Task list
1/ In the passage about the town's confusing roads, why couldn't the writer find the place they were looking for after reaching 16th Street from Enterprise? Answer in one to three sentences.
2/ Go on with the passage about the town's confusing roads, starting after its last sentence.

Provided passage
-----

We have roundabouts in random locations, roads that dead end a few feet away from connecting roads, stoplights seemingly designed to back traffic up into the middle of every single intersection, and some roads that are just plain missing. I tried to find 16th Street from Common once by passing over Alamo, then 18th, then 17th, only to find 15th street coming up next, because there is no logic here.

I headed over to Enterprise to try and connect to 16th there, which I did, but I couldn’t find the place I was looking for anywhere since there's apparently multiple 16th Streets, because of course there are. Turns out, the section of 16th that I needed was tucked between Common and Enterprise, without ever actually connecting to either of them. Because reasons.

-----

Records shown
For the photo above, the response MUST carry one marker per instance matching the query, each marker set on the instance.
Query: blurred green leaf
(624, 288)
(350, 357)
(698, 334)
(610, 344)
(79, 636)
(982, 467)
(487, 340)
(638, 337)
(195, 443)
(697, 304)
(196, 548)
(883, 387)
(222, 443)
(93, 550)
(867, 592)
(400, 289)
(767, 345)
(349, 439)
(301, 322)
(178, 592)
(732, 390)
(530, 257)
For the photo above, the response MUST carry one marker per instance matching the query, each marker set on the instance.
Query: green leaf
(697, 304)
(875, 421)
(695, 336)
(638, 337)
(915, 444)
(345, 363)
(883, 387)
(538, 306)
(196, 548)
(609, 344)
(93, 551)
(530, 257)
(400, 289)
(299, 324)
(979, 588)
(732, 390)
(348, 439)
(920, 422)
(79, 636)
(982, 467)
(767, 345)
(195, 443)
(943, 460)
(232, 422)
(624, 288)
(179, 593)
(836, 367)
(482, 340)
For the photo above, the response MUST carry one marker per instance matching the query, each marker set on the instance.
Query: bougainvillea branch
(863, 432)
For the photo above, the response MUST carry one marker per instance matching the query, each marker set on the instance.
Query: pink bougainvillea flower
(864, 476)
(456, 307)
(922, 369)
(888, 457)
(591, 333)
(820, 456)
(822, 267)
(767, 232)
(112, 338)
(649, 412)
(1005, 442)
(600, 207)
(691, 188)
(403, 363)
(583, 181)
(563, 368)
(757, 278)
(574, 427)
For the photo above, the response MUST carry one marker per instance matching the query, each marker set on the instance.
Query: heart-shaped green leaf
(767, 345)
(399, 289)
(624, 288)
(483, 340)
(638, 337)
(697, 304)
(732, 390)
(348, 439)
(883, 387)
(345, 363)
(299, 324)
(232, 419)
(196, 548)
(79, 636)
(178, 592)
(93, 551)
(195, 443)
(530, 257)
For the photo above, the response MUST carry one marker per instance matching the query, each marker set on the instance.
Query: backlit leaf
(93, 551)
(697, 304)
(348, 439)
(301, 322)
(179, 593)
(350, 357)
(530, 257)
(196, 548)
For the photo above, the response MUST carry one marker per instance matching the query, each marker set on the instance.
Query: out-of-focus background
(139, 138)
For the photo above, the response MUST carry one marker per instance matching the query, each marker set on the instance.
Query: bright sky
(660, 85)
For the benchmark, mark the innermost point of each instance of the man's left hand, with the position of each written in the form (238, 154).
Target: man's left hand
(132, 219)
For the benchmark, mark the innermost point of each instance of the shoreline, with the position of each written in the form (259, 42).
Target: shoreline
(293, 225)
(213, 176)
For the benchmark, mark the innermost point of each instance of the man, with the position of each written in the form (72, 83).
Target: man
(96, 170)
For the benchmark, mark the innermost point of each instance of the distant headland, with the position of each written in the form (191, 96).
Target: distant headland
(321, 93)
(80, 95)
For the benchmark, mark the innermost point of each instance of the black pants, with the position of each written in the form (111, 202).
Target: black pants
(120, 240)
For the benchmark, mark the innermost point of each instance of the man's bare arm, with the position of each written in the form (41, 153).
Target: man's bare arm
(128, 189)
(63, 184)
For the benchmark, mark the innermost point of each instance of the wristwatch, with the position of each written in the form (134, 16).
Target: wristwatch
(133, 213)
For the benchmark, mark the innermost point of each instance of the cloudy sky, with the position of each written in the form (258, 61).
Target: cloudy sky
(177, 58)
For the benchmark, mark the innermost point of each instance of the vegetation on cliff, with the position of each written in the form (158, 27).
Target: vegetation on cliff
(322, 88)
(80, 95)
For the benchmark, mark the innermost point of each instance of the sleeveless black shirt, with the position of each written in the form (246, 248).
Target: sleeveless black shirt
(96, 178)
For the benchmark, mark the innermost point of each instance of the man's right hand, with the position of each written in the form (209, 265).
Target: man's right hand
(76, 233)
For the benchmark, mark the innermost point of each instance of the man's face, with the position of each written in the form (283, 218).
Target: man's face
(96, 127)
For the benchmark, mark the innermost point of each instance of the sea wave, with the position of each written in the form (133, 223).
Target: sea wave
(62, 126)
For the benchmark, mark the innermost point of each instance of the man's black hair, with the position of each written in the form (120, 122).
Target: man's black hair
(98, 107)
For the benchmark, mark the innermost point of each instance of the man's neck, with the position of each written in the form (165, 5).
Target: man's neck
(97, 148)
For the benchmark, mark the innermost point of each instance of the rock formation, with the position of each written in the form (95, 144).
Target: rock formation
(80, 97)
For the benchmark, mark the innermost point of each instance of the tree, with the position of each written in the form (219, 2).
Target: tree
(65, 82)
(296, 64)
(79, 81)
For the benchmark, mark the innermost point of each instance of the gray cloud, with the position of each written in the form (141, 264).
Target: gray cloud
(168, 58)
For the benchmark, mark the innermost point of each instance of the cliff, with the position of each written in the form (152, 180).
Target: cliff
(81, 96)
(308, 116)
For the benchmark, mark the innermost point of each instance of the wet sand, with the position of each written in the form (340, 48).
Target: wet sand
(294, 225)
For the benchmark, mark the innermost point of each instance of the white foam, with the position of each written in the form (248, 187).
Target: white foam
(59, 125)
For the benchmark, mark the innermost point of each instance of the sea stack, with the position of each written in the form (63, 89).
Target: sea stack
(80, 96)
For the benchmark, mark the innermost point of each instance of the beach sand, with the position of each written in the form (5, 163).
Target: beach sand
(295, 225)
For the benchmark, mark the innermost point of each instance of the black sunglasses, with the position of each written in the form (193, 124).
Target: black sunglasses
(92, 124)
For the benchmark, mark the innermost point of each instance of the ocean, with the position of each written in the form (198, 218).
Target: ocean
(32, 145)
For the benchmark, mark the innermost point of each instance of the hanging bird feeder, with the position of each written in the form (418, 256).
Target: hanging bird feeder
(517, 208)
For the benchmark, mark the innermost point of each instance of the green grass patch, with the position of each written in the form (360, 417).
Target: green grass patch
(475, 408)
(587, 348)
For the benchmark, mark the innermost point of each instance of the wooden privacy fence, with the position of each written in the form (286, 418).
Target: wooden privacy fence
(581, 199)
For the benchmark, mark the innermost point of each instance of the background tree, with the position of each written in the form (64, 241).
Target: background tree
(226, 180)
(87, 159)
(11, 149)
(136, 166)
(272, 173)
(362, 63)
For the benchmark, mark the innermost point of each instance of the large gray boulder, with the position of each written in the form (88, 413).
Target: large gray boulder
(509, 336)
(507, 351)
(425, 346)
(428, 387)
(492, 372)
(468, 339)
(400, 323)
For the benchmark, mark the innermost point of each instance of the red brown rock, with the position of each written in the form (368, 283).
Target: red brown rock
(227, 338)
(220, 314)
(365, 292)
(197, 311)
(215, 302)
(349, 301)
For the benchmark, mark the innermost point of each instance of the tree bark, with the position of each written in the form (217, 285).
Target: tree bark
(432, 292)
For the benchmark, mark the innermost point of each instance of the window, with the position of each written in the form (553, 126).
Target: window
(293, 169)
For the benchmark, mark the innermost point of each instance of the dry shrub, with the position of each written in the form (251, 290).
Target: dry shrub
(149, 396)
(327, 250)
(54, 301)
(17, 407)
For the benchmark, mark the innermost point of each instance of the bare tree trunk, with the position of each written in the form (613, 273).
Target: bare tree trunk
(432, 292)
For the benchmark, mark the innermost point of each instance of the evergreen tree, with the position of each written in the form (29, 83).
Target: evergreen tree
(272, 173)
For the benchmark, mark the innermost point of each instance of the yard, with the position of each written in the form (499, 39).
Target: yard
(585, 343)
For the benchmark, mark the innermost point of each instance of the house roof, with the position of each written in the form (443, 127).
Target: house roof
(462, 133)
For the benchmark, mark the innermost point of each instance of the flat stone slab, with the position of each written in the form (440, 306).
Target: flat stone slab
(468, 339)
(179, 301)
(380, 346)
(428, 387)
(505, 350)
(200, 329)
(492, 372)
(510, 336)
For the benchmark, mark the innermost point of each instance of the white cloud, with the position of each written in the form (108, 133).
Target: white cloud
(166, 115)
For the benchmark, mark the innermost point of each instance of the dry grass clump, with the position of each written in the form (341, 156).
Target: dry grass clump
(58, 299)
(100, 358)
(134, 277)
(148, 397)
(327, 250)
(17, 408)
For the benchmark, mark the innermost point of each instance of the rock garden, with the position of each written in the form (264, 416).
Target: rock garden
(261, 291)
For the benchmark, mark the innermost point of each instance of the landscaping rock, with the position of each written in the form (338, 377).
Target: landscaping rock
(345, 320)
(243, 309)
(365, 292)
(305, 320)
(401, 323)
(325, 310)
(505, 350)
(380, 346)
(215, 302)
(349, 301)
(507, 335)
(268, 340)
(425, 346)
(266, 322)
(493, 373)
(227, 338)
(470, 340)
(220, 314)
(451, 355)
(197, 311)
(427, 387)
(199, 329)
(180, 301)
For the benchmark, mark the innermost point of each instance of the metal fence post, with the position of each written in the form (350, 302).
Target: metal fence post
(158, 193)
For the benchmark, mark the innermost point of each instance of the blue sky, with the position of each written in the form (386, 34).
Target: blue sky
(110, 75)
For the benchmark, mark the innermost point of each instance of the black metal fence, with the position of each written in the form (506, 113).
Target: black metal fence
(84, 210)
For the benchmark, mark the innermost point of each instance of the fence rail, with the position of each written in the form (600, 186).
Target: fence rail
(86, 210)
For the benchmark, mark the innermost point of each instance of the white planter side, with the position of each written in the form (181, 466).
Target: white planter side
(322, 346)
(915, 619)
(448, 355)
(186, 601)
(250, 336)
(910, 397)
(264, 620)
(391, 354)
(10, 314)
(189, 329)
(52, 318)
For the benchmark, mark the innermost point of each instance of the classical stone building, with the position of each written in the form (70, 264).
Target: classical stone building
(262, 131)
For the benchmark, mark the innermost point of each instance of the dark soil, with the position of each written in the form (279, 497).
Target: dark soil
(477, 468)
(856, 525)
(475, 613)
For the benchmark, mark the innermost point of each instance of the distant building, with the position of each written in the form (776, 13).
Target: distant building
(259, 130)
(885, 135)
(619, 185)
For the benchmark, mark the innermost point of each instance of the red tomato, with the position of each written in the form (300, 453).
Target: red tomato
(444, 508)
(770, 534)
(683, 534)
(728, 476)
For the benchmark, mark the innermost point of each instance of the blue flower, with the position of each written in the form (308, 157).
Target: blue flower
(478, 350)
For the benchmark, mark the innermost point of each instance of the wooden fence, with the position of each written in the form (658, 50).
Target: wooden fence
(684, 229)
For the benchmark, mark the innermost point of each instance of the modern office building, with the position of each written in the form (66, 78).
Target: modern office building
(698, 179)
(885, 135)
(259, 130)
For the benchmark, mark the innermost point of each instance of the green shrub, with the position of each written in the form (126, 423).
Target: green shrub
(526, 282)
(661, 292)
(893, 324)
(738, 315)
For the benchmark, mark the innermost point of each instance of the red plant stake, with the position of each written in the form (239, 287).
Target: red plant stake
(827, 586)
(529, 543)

-----

Answer set
1/ The writer couldn't find the place because there are apparently multiple 16th Streets. The section of 16th they needed was tucked between Common and Enterprise and never actually connected to either road.

2/
As for driving the mean streets of the city in search of Christmas gifts, you’ll probably end up on either Nelson Road or Highway 14 at some point and wish you hadn’t. Unfortunately, all of the development in the city seems focused on these two hives of madness and despair, so if you need to go to Walmart or something, get ready. Grab some riot gear, maybe a Bible or two, let Jesus take the wheel and start praying. You’ll need all the help you can get.

I avoid these areas at all costs during non-crazy times of the year, and things only get worse during the holidays. Traffic backs up, people try to turn exactly where they shouldn’t, and every driver seems to be one missed parking space away from a total road rage breakdown.

Avoid these areas if at all possible, which won’t be at all possible.

Sorry.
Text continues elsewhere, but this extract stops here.